> [Aim]: Reproduce the records below verbatim, preserving every line and character without alteration.

Records from a dataset:
....................

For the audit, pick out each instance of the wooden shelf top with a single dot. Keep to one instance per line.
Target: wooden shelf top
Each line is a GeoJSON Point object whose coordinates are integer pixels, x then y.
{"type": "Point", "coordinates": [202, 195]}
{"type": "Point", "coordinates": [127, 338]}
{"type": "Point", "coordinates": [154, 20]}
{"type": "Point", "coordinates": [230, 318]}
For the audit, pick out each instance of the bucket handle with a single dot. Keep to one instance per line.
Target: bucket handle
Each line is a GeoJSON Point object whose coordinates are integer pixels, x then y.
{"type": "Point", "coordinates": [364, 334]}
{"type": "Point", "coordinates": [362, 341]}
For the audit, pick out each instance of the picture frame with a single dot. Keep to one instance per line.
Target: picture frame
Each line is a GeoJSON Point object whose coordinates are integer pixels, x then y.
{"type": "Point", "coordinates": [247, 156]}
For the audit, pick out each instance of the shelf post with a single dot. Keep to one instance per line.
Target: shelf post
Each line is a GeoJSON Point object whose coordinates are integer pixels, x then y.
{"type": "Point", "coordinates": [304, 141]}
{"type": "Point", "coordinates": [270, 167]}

....................

> [Completed task]:
For the audit, pick out each instance of the wooden shelf top with a single dot. Keep to one instance per line.
Target: wooden shelf top
Each line is a GeoJSON Point object whose coordinates are integer pixels, x then y.
{"type": "Point", "coordinates": [202, 195]}
{"type": "Point", "coordinates": [127, 338]}
{"type": "Point", "coordinates": [154, 20]}
{"type": "Point", "coordinates": [230, 318]}
For the audit, pick out each instance of the bucket handle with a single dot. Keep to one instance per line.
Target: bucket handle
Each line is a GeoJSON Point object whose coordinates are integer pixels, x then y.
{"type": "Point", "coordinates": [364, 334]}
{"type": "Point", "coordinates": [362, 341]}
For the audit, pick out each instance of the picture frame with a single dot. Keep to one instance per line.
Target: picture frame
Each line is a GeoJSON Point object whose coordinates are integer pixels, x then y.
{"type": "Point", "coordinates": [247, 156]}
For the audit, pick out each instance of the shelf post with a single dot. Keep to one instance per line.
Target: shelf post
Each line is a GeoJSON Point object whose coordinates are integer pixels, x then y.
{"type": "Point", "coordinates": [304, 141]}
{"type": "Point", "coordinates": [270, 167]}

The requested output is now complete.